(DATA RECORDS):
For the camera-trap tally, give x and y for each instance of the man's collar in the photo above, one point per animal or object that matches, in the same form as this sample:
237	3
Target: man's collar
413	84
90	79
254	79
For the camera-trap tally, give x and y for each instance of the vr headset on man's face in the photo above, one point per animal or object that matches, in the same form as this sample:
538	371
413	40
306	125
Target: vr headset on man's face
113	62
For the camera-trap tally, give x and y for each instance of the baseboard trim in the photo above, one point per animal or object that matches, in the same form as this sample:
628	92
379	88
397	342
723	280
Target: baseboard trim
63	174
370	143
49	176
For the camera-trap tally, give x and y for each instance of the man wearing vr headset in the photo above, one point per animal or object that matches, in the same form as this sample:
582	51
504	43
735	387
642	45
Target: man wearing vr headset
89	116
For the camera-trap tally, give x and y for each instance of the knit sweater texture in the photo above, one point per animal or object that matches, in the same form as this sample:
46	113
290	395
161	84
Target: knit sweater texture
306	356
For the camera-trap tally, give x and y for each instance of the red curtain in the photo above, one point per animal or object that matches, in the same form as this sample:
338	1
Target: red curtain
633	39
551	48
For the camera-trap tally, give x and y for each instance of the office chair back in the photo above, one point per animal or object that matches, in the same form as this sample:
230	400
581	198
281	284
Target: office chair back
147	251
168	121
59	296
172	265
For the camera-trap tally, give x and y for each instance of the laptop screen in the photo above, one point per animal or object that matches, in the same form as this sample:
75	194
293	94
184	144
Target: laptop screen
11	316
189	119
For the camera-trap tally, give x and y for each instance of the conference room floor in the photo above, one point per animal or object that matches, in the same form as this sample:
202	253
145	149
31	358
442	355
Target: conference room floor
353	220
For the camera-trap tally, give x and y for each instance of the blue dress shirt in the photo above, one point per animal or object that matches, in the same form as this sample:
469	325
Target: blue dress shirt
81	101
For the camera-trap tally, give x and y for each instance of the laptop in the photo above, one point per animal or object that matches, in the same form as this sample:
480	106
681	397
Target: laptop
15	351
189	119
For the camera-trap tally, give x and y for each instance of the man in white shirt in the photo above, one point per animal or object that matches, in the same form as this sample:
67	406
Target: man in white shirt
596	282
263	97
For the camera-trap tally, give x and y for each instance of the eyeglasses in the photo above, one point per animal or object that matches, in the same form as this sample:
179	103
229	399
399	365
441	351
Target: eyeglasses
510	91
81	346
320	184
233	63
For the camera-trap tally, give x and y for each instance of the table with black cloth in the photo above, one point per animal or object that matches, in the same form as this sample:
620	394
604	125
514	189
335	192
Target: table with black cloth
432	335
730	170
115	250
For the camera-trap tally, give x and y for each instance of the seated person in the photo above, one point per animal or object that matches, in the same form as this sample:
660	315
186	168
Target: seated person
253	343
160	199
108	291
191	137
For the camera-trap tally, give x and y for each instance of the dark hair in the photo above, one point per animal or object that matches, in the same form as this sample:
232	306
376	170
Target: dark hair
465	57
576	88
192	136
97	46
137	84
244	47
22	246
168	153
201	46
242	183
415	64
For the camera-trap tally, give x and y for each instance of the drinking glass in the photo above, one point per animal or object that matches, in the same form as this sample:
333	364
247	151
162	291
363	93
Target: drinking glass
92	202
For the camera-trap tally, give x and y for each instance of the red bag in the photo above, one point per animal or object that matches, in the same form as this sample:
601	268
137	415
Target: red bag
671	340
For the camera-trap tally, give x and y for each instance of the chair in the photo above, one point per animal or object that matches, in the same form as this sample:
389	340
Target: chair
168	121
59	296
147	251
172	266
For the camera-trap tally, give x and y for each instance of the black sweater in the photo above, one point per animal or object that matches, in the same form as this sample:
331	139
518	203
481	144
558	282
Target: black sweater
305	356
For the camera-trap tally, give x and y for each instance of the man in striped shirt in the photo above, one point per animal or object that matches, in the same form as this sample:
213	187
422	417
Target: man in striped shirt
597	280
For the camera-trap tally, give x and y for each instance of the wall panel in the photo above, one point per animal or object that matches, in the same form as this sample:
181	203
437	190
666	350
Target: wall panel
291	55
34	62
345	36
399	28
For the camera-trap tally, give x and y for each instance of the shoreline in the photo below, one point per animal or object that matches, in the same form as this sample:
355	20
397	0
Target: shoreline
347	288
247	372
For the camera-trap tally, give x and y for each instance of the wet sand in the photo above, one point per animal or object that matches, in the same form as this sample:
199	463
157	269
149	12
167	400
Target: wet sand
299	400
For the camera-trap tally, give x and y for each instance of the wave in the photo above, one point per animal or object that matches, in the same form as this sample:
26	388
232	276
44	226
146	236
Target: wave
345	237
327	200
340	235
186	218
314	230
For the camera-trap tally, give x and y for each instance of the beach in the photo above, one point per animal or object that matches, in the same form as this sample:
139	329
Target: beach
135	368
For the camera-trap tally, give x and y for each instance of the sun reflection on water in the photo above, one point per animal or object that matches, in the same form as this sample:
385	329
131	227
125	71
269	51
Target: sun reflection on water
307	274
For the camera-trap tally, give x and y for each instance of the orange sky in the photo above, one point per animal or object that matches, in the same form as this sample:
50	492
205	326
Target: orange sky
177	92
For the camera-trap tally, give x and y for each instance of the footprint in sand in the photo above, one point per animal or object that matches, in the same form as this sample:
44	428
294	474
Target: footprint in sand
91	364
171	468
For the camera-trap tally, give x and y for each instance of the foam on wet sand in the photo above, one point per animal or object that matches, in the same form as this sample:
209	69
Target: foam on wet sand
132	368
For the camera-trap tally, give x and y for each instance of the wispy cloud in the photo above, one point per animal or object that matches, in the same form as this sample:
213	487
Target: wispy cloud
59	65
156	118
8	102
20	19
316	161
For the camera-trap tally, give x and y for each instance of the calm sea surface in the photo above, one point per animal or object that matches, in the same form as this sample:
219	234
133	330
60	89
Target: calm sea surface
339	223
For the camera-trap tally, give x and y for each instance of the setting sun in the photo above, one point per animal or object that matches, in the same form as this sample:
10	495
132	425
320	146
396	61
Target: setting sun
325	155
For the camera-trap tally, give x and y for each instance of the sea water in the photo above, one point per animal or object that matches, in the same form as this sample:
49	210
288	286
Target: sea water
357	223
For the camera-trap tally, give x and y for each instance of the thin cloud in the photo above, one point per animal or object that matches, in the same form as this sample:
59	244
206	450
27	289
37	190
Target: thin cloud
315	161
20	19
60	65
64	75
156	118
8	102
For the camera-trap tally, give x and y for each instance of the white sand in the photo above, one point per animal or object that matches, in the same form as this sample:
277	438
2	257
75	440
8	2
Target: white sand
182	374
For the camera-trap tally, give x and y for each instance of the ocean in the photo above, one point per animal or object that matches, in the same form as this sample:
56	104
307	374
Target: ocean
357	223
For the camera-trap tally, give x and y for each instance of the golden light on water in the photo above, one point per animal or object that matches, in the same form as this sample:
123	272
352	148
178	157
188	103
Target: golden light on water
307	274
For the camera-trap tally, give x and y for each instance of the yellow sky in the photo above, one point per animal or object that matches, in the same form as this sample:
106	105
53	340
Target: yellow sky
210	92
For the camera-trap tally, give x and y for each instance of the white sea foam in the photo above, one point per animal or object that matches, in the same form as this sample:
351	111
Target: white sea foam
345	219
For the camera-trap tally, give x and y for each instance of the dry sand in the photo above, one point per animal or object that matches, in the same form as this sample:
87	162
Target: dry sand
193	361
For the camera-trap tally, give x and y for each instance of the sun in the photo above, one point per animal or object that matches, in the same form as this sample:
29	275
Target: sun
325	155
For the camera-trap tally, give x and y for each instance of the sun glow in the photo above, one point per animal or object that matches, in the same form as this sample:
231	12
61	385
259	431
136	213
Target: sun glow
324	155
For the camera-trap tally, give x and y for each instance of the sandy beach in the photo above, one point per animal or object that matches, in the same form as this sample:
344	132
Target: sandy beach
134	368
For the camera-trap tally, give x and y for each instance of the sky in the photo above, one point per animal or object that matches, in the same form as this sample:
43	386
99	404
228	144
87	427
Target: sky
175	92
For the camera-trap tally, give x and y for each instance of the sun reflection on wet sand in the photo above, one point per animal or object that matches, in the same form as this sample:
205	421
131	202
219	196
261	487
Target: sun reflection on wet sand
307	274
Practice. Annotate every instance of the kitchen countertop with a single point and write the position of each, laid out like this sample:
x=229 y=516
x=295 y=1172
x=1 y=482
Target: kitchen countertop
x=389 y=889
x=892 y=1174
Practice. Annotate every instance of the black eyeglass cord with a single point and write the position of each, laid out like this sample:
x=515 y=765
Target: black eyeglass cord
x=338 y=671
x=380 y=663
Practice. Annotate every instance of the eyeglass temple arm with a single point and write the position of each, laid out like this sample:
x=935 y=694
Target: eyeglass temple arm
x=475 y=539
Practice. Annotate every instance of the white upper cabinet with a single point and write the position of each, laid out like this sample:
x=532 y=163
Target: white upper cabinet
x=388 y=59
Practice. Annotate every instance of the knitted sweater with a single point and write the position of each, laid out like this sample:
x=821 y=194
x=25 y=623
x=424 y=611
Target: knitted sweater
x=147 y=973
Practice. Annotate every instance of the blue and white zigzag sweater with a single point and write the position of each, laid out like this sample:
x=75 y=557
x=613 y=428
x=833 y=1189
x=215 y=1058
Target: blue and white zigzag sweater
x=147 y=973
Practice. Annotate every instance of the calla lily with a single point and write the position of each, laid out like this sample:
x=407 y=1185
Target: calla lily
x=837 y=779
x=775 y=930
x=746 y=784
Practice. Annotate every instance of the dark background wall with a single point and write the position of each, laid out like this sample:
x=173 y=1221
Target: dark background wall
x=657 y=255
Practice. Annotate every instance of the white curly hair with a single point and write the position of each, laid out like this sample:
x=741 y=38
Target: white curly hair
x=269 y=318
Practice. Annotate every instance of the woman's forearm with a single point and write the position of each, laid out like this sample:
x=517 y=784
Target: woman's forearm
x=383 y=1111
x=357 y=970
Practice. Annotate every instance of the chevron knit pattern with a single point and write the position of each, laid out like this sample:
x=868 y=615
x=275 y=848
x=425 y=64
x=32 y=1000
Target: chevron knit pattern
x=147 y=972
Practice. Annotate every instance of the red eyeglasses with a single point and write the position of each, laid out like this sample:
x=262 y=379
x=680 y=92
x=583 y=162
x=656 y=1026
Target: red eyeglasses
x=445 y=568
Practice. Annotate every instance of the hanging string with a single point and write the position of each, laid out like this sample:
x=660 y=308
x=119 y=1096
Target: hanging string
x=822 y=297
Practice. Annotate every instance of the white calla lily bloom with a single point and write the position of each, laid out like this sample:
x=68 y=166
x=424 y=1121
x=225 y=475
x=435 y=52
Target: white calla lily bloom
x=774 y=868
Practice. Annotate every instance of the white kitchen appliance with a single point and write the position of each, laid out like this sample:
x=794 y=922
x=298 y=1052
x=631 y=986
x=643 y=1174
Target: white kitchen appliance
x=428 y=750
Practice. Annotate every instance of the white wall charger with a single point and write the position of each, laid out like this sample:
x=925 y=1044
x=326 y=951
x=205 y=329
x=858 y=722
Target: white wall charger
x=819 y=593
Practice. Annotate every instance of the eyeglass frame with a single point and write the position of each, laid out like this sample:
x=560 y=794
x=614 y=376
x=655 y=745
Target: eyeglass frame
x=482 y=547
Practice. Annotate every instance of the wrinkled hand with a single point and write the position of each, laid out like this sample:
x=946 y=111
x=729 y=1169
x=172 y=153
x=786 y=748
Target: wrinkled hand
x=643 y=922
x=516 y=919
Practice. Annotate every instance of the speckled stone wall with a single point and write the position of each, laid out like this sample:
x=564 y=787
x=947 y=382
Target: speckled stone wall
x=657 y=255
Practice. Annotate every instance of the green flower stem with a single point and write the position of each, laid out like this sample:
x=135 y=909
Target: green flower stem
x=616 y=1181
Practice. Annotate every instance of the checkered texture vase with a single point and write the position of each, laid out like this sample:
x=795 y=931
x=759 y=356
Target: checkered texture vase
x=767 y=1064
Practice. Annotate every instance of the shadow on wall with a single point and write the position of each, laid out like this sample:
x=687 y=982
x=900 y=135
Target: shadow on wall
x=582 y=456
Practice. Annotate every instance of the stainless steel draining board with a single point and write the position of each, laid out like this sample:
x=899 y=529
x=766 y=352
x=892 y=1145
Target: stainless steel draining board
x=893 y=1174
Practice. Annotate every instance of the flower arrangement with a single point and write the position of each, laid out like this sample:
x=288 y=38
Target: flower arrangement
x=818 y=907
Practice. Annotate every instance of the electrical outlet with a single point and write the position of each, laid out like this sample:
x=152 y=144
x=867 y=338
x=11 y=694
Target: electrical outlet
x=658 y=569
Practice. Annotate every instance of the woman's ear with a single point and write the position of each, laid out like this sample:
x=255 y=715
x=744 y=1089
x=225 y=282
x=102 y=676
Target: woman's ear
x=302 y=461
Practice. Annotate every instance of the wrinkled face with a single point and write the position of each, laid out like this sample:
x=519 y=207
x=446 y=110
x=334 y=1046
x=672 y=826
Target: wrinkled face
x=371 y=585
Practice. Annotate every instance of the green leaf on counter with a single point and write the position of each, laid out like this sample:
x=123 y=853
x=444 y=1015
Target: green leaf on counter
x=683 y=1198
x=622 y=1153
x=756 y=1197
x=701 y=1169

(GIVEN INSTRUCTION): Output the lines of the material above as a JSON list of strings, one string per line and no blank lines, beginning at the line that contains "Practice. Annotate every instance of the shadow" and stopping after the line that contains "x=893 y=1174".

(TASK OUTPUT):
[
  "Practice. Annotate every instance of the shadow on wall with a single point and write the position of each, laid out like this sample:",
  "x=687 y=982",
  "x=900 y=135",
  "Target: shadow on wall",
  "x=582 y=456",
  "Practice. Annotate every instance of the stainless steel draining board with a single point and write the position of each, laid out like this sample:",
  "x=899 y=529",
  "x=766 y=352",
  "x=892 y=1145",
  "Target: stainless steel draining board",
  "x=893 y=1174"
]